Segment Start: Excerpted passage

Scientific classification
- Kingdom: Animalia
- Phylum: Chordata
- Class: Actinopterygii
- Order: Perciformes
- Family: Synanceiidae
- Genus: Synanceia
- Species: S. horrida
- Binomial name: Synanceia horrida (Linnaeus, 1766)
- Synonyms: Scorpaena horrida Linnaeus, 1766 ; Synanceia trachynis Richardson, 1842 ;

= Synanceia horrida =

- Authority: (Linnaeus, 1766)
- Conservation status: LC

Species of fish

Synanceia horrida, the estuarine stonefish, hollow-cheek stonefish, horrid stonefish, rough stonefish or true stonefish, is a species of venomous, marine ray-finned fish, a stonefish belonging to the subfamily Synanceiinae which is classified as being within the family Scorpaenidae, the scorpionfishes and their relatives. It is a benthic fish which is found in the Indo-Pacific region. This species is considered to be one of the most dangerous venomous fish in the world. It is a popular exhibit in public aquaria and is found in the private aquarium trade.

Segment End: Excerpted passage

Work to be completed
Pick up the estuarine stonefish text above after its final sentence and keep writing it.

Segment Start: Provided records

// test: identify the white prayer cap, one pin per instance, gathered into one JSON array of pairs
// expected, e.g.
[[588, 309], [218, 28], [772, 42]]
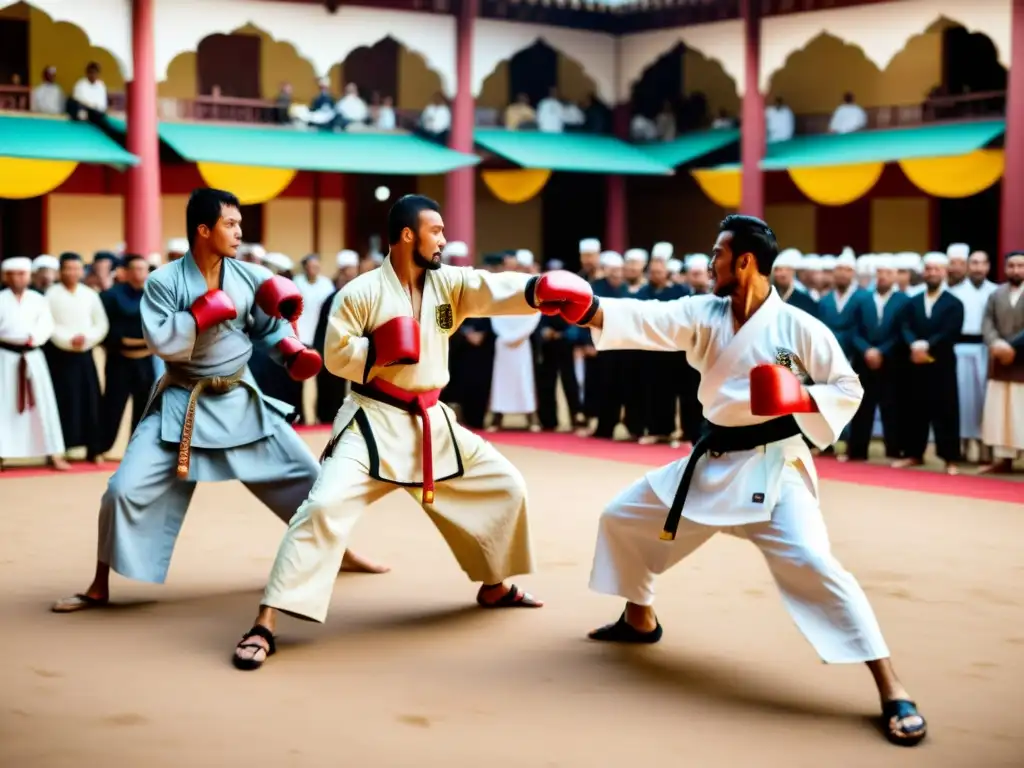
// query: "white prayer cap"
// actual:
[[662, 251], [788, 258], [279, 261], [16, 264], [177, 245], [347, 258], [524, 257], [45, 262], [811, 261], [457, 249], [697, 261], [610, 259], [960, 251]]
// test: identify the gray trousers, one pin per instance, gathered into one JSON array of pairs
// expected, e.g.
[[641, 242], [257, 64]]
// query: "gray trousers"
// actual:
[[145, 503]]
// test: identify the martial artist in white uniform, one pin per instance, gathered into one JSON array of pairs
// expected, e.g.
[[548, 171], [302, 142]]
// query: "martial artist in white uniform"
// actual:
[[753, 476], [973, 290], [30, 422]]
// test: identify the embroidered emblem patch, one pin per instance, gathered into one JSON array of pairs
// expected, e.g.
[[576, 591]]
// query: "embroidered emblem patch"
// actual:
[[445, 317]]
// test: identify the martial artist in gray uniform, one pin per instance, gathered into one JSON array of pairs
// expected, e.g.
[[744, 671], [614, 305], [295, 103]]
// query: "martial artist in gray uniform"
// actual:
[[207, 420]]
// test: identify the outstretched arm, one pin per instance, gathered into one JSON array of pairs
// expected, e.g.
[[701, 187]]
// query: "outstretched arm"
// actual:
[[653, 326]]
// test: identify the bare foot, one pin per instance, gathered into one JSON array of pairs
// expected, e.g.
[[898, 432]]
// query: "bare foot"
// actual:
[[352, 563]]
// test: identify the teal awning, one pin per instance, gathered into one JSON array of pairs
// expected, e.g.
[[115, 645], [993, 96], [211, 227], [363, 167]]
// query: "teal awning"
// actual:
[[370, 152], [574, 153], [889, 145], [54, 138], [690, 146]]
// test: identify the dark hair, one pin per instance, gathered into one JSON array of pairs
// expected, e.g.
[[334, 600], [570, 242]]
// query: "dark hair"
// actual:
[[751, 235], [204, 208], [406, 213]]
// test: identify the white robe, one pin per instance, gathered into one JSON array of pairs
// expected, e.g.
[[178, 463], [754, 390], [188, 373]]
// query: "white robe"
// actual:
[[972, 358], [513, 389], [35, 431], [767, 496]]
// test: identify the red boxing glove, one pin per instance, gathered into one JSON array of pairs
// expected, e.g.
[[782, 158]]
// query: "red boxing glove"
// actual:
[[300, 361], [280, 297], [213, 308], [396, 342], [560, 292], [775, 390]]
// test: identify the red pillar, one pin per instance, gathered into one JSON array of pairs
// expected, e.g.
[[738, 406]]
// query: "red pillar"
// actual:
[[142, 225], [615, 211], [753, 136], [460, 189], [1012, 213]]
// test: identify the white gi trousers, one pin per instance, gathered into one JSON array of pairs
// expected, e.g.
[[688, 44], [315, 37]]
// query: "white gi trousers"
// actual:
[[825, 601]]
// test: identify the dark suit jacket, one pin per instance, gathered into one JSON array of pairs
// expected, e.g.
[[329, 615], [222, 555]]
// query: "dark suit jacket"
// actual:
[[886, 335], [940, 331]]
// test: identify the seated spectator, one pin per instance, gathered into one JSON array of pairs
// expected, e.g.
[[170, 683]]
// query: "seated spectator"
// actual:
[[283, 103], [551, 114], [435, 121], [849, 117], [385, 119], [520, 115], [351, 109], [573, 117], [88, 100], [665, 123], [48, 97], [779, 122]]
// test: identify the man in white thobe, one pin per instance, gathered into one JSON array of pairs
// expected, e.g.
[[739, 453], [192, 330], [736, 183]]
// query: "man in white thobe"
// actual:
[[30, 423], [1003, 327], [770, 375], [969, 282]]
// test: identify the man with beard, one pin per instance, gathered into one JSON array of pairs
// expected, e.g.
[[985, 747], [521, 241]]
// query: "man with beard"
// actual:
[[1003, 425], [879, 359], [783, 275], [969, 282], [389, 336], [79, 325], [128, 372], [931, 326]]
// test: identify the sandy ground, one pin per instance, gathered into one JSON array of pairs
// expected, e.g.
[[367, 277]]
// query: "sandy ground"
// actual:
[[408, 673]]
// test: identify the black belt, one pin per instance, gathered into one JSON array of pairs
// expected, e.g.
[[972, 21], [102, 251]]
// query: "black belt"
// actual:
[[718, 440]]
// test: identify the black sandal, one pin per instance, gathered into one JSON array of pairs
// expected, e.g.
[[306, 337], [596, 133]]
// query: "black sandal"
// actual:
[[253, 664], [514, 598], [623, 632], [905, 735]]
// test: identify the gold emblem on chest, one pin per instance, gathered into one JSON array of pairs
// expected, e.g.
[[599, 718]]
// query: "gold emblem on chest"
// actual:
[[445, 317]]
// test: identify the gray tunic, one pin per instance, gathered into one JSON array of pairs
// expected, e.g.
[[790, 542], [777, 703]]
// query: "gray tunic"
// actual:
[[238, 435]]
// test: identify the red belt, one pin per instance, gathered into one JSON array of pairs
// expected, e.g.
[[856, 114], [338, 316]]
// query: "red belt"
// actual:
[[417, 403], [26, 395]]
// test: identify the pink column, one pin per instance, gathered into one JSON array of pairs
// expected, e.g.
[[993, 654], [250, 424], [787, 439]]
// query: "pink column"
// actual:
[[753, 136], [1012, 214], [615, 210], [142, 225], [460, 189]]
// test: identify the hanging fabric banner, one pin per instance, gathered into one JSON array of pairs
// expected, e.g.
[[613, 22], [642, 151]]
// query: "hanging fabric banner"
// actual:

Segment End: Provided records

Task output
==Taxonomy==
Synanceia horrida was first formally described in 1766 as Scorpaena horrida by Carl Linnaeus in volume 1 of his 1766 Systema naturae sive regna tria naturae with its type locality given as Ambon Island in Indonesia. In 1856 Eugène Anselme Sébastien Léon Desmarest designated this species as the type species of the genus Synanceia, which had been described in 1801 by Marcus Elieser Bloch and Johann Gottlob Theaenus Schneider. The specific name horrida means "dreadful" or "frightful" and is an allusion to its appearance rather than its dangerously venomous spines.

==Description==
Synanceia horrida is a drab coloured benthic fish which can be brownish-grey to reddish or greenish-brown. The skin has no scales but is covered in warts and often has growths of filamentous algae on it. The head is depressed with small, widely spaced eyes which sit high on the head and are upwards directed. There is a deep pit behind and under each eye. The large mouth is almost vertical and has a wide gape and fringing cirrhi on the lips. The pectoral fins are large and fleshy. There are 13 or 14 spines and 6 soft rays in the dorsal fin, the second to fourth spines being longer than the others. The anal fin has 3 spines and 5 soft rays. This species reaches a maximum total length of 60 cm.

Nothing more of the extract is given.